▶ [Directions]: Each entry below should appear again exactly as written, without pictures.
▼
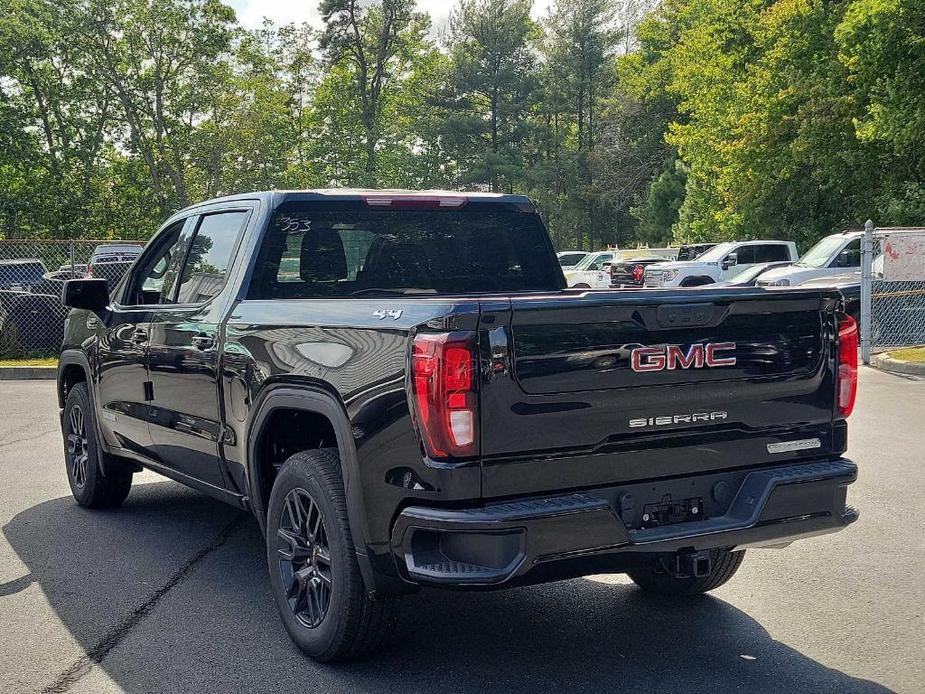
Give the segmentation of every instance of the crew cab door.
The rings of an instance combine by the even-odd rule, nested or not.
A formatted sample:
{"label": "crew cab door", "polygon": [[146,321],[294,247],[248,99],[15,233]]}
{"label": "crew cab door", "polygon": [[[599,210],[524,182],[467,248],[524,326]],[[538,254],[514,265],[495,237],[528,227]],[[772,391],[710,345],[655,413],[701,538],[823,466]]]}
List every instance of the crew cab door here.
{"label": "crew cab door", "polygon": [[96,387],[100,429],[110,447],[147,458],[153,457],[148,331],[157,305],[170,292],[170,271],[180,262],[186,224],[180,220],[158,233],[114,290],[111,310],[88,319],[101,322]]}
{"label": "crew cab door", "polygon": [[220,461],[219,326],[229,304],[228,273],[248,206],[197,216],[185,230],[173,291],[151,317],[148,370],[151,439],[169,468],[226,486]]}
▲
▶ [Exercise solution]:
Give the segmentation of every instance of the crew cab door.
The rings of an instance combine by the even-odd rule, nested or not.
A formatted sample:
{"label": "crew cab door", "polygon": [[146,321],[294,247],[248,99],[15,233]]}
{"label": "crew cab door", "polygon": [[[599,210],[524,182],[467,248],[524,326]],[[538,254],[514,265],[495,237],[528,227]],[[772,391],[710,345],[655,413],[701,538],[823,466]]]}
List every instance of the crew cab door here.
{"label": "crew cab door", "polygon": [[96,387],[100,429],[110,447],[147,458],[153,457],[148,331],[157,305],[170,292],[170,271],[180,262],[186,224],[180,220],[158,233],[114,290],[111,310],[88,319],[101,322]]}
{"label": "crew cab door", "polygon": [[220,461],[219,326],[229,304],[228,273],[248,206],[197,216],[185,230],[173,291],[151,317],[148,370],[151,439],[169,468],[226,486]]}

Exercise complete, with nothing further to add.